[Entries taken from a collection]
****

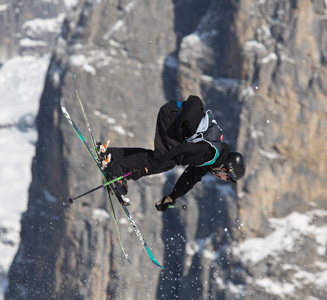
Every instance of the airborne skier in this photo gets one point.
(185, 135)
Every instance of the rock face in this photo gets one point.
(29, 27)
(261, 66)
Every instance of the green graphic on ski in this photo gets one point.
(112, 188)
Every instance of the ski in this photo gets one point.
(96, 160)
(111, 186)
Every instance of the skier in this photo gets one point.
(185, 135)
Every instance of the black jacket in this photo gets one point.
(173, 126)
(185, 154)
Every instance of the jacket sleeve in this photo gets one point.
(187, 180)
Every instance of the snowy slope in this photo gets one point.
(20, 95)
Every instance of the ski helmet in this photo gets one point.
(235, 165)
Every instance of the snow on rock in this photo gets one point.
(20, 95)
(290, 258)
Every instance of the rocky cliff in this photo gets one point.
(261, 67)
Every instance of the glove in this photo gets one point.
(163, 204)
(137, 174)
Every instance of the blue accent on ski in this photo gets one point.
(118, 197)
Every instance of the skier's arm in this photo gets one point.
(187, 180)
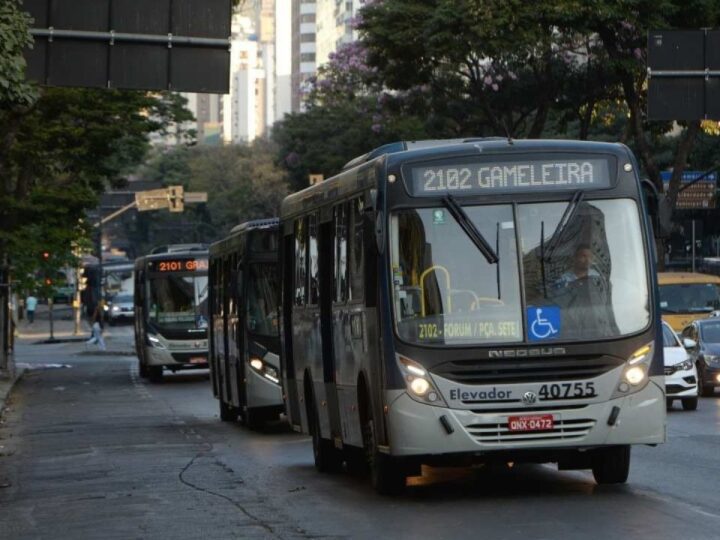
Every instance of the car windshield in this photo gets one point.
(669, 337)
(593, 285)
(710, 332)
(689, 298)
(178, 301)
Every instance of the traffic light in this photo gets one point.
(176, 199)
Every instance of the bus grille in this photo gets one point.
(499, 433)
(533, 370)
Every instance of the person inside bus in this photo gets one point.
(581, 267)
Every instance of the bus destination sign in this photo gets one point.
(478, 178)
(179, 265)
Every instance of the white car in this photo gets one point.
(680, 371)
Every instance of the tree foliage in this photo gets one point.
(242, 183)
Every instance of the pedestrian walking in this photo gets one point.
(30, 305)
(97, 328)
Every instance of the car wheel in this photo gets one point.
(689, 404)
(704, 389)
(611, 465)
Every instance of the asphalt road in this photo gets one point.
(92, 451)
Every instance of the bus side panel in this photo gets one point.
(212, 348)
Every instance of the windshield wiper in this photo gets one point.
(565, 220)
(470, 229)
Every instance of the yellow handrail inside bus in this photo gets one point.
(422, 287)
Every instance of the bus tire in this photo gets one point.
(327, 457)
(611, 465)
(689, 404)
(253, 420)
(155, 373)
(228, 413)
(386, 473)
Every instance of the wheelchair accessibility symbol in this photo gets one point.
(543, 322)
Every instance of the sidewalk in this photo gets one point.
(118, 340)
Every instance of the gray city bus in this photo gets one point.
(171, 315)
(482, 300)
(244, 328)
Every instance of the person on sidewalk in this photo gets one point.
(97, 328)
(30, 305)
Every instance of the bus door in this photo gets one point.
(239, 294)
(326, 269)
(347, 324)
(287, 362)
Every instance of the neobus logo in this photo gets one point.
(521, 353)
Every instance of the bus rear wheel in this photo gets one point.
(611, 465)
(386, 473)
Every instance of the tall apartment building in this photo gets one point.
(282, 71)
(334, 26)
(303, 48)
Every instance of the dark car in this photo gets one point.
(705, 352)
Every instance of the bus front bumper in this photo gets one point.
(416, 429)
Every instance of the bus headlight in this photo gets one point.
(155, 342)
(419, 384)
(268, 371)
(635, 374)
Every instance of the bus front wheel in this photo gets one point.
(327, 457)
(228, 413)
(386, 472)
(611, 465)
(155, 373)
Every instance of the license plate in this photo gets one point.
(538, 422)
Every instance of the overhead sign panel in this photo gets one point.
(684, 74)
(180, 45)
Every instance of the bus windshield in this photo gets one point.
(178, 302)
(262, 300)
(592, 284)
(689, 298)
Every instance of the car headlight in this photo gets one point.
(264, 369)
(712, 360)
(684, 366)
(418, 383)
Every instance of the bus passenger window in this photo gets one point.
(341, 266)
(300, 261)
(313, 259)
(357, 263)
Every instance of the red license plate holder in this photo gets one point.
(533, 422)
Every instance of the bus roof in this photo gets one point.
(221, 245)
(359, 173)
(679, 278)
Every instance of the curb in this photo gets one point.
(6, 386)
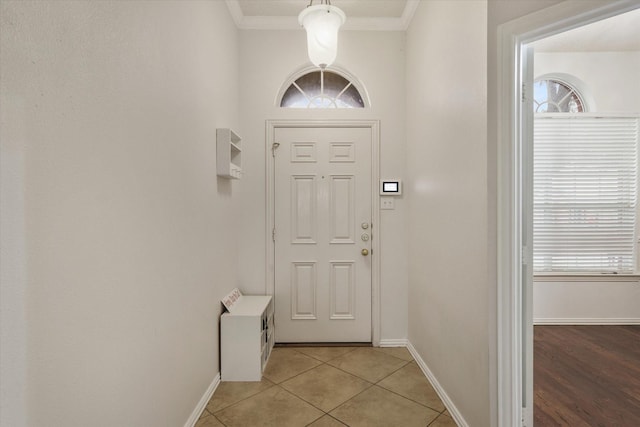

****

Your goal: Exactly as they stand, retype all the entries, but omit the pictures.

Task result:
Every instance of the airborne skier in this photo gets one point.
(185, 135)
Every instance of the rock face in this photo gets one point.
(29, 27)
(261, 66)
Every instance of the green graphic on ski in this photo gets one point.
(112, 188)
Every instance of the ski in this photo gets one point.
(96, 160)
(111, 186)
Every instance of the skier in this photo gets one point.
(185, 135)
Every instance of the black jacket in this photo gets one point.
(173, 126)
(185, 154)
Every instance of the jacket sleeve in this photo gets one point.
(187, 180)
Every instance of the snowy slope in this photo gets one point.
(20, 95)
Every instance of the ski helmet in this photo gets one point.
(235, 165)
Every instance of the snow on rock in this photo gets one point.
(20, 95)
(290, 258)
Every instance of the rocky cliff in this photo gets one point.
(261, 67)
Every instance of the glove in this photo gets one point.
(163, 204)
(137, 174)
Every instance of the blue accent on ski in this photo gets one point.
(118, 197)
Every instance of the skier's arm in this photo gets one point.
(187, 180)
Every instance of the car windshield in this photo gets one point.
(669, 337)
(593, 285)
(710, 332)
(689, 298)
(178, 301)
Every instance of the traffic light in this photo gets one point.
(176, 199)
Every instance of the bus grille in this photo gets one point.
(499, 433)
(533, 370)
Every instance of the person inside bus in this photo gets one point.
(581, 267)
Every instance of the bus destination sign in this photo gets one point.
(478, 178)
(179, 265)
Every instance of the white car in this photo gets one point.
(680, 371)
Every instance of the tree foliage in this photo gets one point.
(242, 183)
Every instance of the pedestrian walking in this photo gets one point.
(30, 305)
(97, 328)
Every instance of the car wheel in this photo gets one point.
(689, 404)
(704, 389)
(611, 465)
Every instance of the asphalt road in this photo gets one point.
(92, 451)
Every instance of the bus side panel in this photo gets one point.
(212, 348)
Every instance of the windshield wiper in this photo gets one point.
(565, 220)
(470, 229)
Every instance of the yellow handrail inside bus in this photo gets one point.
(422, 287)
Every instance of the bus tire in this photo gets one point.
(327, 457)
(611, 465)
(689, 404)
(253, 420)
(155, 373)
(228, 413)
(386, 473)
Every instance of the wheelchair accessibility symbol in this photo gets one point.
(543, 322)
Every instance of the sidewalk in this photo gets one point.
(118, 340)
Every instance of the gray city bus in this photo gets one point.
(171, 315)
(482, 300)
(244, 328)
Every instance of the person on sidewalk in this photo gets one point.
(97, 328)
(30, 305)
Every instance of the bus door in this photo gets one point.
(239, 294)
(326, 269)
(347, 324)
(287, 362)
Every instance of the neobus logo in this photo gets one point.
(521, 353)
Every instance of the bus rear wheel in this photo gets one point.
(611, 465)
(386, 473)
Every instance of the tall apartment building in this photo gets one point.
(282, 71)
(334, 26)
(303, 48)
Every instance of the dark car in this photo gets one point.
(705, 352)
Every instance of the bus front bumper in this photo gets one point.
(416, 429)
Every instance of the bus headlight in this photo gets one point.
(155, 342)
(419, 384)
(268, 371)
(635, 374)
Every instance of the bus front wheel in this photo gets one point.
(327, 457)
(228, 413)
(386, 472)
(611, 465)
(155, 373)
Every instance of the license plate in this photo gets one point.
(538, 422)
Every instance of the overhead sign panel in this photo gets one point.
(684, 74)
(180, 45)
Every instance of the bus windshield in this photo gets one point.
(178, 302)
(262, 300)
(592, 284)
(689, 298)
Every instance of the car headlight in this photo gets one point.
(264, 369)
(712, 360)
(684, 366)
(418, 383)
Every instance of the bus passenger window in this photo gets one point.
(341, 266)
(300, 261)
(313, 259)
(357, 263)
Every instance of the red license plate holder in this photo gets one point.
(533, 422)
Every instance of the bus roof in this photo gets one point.
(221, 245)
(359, 173)
(679, 278)
Every instance of the curb in this photo gets one point.
(6, 386)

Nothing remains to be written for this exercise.